Pull out each line below that contains the string "hard", matching case exactly.

→ **Exercise inputs**:

#####

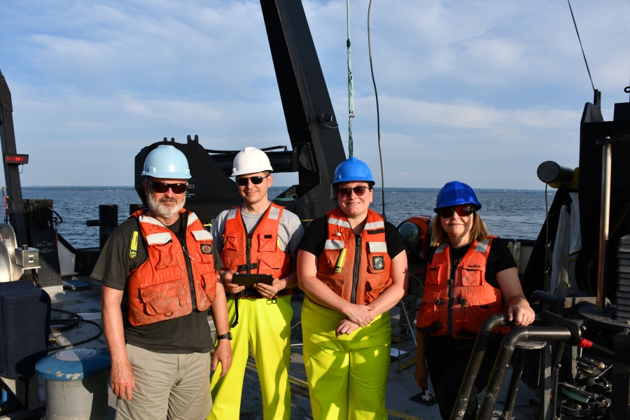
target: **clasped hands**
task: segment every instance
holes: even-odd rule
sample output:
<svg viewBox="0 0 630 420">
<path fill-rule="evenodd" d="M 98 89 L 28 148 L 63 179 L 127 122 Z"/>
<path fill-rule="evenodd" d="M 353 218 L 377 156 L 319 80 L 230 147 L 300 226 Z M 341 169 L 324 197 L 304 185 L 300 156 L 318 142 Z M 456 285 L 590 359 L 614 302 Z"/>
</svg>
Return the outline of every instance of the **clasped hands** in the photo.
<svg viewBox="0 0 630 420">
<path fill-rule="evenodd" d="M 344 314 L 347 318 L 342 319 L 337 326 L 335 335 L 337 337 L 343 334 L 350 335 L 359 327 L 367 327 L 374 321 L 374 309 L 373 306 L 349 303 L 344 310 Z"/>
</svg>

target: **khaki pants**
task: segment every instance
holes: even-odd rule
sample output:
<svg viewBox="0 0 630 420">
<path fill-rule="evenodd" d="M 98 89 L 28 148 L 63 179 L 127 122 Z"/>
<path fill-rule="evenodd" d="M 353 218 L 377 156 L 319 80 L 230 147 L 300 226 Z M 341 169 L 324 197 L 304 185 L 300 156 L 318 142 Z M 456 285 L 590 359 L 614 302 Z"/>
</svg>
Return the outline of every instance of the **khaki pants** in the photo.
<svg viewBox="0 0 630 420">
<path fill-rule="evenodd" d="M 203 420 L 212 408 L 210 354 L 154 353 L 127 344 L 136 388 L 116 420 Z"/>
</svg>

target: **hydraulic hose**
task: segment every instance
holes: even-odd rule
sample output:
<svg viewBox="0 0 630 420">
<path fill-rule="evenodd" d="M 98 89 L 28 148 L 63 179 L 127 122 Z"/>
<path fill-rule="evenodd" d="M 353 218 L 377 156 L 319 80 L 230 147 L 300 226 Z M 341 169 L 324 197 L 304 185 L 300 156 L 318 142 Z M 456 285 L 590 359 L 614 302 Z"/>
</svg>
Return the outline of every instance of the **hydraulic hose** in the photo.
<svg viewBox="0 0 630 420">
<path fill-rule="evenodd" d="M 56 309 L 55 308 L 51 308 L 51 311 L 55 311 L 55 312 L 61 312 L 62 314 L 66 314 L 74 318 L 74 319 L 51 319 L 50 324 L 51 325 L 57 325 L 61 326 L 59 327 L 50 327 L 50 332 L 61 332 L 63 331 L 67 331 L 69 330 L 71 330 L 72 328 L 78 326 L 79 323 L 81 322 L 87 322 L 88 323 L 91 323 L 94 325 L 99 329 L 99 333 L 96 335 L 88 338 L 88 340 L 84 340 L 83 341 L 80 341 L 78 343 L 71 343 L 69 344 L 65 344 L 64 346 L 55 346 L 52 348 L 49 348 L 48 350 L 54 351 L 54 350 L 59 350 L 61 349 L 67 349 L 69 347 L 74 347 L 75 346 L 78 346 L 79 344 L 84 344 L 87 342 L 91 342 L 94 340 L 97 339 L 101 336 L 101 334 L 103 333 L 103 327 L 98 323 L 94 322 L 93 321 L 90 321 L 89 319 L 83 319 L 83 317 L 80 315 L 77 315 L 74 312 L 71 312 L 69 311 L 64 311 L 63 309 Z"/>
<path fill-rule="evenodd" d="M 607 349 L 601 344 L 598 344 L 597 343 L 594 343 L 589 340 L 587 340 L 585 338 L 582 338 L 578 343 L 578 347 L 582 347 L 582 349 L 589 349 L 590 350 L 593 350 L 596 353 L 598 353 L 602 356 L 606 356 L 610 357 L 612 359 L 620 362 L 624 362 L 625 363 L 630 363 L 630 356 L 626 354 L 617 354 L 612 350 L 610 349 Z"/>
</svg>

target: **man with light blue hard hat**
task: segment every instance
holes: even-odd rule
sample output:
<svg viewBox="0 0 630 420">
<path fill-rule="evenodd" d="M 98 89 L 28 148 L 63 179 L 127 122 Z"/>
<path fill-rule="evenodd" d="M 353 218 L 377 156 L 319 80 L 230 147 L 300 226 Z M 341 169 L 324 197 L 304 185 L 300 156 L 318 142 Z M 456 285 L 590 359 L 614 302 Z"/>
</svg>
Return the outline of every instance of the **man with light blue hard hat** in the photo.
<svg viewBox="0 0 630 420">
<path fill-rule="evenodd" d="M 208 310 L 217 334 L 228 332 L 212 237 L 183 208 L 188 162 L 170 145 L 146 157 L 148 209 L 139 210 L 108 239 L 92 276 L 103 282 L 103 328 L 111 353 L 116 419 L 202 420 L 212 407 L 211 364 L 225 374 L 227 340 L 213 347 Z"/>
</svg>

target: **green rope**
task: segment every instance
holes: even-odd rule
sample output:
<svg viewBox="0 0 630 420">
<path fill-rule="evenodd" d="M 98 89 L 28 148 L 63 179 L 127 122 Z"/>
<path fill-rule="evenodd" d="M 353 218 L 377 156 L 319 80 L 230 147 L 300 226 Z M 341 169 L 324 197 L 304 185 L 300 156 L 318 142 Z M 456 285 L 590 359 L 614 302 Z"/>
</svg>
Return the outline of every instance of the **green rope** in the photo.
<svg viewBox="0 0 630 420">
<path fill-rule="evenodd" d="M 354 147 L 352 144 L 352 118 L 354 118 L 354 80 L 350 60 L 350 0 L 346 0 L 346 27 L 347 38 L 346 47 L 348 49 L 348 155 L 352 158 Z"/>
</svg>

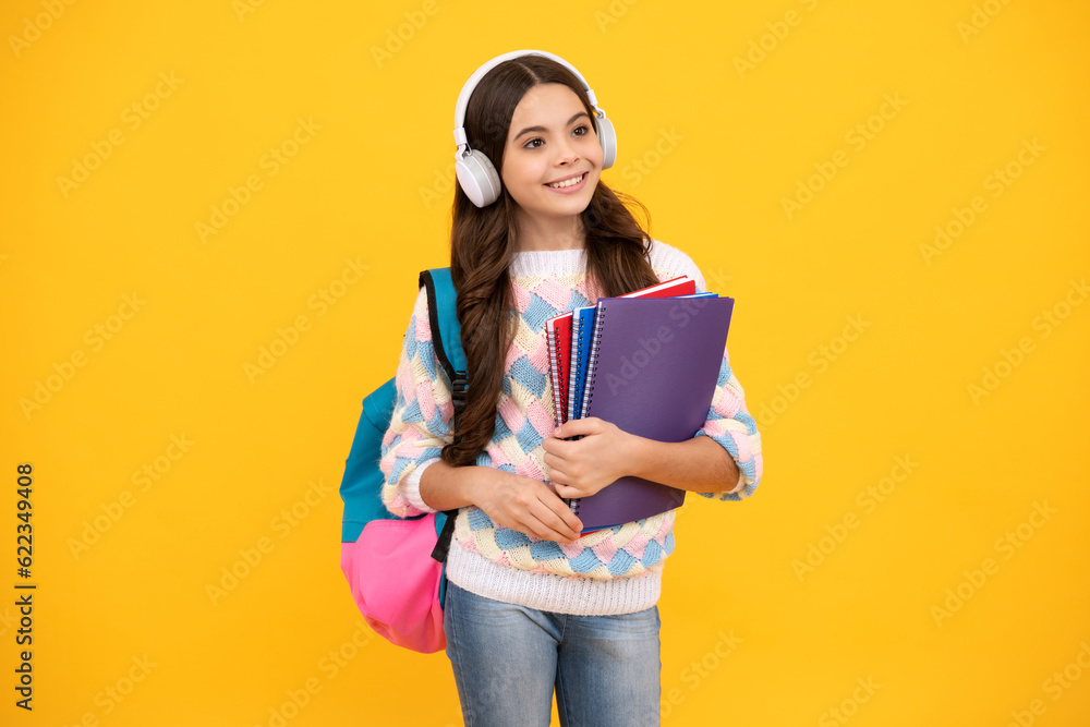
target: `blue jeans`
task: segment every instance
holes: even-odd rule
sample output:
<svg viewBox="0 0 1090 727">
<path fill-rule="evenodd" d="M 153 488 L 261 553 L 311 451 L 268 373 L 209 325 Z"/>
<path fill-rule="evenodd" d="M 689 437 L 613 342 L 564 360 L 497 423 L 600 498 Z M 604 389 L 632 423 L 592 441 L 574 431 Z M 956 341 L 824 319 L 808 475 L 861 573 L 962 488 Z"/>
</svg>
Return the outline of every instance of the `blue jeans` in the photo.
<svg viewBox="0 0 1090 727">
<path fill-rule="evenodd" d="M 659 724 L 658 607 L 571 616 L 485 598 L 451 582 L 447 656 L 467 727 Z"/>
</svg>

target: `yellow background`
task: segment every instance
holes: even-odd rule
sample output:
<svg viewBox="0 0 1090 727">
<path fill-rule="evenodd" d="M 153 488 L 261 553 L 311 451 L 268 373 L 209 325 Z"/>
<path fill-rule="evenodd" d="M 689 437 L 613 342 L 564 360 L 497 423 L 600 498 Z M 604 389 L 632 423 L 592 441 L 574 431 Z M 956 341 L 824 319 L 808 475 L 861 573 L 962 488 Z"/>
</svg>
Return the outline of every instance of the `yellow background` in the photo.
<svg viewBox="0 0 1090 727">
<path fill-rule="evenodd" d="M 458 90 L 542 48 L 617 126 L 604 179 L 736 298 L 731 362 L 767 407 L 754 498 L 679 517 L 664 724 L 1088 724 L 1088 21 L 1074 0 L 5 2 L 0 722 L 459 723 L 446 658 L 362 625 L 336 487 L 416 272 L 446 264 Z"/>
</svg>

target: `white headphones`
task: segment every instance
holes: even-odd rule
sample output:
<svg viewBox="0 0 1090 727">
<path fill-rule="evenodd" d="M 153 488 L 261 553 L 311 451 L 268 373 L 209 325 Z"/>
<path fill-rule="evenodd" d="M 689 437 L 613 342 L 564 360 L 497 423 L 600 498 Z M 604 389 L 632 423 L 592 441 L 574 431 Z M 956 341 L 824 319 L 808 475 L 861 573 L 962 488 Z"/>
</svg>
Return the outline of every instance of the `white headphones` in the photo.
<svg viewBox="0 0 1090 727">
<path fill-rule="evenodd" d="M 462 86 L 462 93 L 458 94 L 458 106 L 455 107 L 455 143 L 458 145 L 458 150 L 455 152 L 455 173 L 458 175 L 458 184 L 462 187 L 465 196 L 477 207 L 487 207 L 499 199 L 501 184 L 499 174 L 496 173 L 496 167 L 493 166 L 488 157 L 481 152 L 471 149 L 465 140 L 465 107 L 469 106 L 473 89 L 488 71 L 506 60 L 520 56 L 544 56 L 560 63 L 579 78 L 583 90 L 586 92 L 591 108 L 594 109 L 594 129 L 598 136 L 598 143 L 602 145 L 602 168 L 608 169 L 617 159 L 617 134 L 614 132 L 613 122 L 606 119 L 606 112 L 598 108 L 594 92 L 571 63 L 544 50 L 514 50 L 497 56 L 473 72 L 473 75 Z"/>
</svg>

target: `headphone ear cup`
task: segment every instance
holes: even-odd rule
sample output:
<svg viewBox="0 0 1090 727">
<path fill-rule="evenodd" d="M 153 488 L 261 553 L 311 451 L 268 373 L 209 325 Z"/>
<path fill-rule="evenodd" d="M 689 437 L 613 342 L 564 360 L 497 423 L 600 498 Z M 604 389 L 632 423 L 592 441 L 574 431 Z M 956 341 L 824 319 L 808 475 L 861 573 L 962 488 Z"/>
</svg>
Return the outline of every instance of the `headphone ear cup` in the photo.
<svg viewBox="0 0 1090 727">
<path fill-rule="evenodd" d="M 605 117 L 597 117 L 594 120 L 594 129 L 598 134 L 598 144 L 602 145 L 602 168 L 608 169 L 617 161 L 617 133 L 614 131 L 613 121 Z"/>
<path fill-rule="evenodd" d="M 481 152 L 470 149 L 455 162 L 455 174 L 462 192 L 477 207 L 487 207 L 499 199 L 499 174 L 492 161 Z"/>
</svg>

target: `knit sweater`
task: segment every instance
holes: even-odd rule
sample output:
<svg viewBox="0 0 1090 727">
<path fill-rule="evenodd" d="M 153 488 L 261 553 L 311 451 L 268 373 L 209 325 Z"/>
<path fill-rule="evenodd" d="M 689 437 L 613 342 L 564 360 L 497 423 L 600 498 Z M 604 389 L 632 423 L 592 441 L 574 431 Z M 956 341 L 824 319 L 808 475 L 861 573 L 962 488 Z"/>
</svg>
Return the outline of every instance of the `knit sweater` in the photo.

#####

→ **Complete output**:
target: **man with light blue hard hat**
Return the outline of every instance of the **man with light blue hard hat** in the photo.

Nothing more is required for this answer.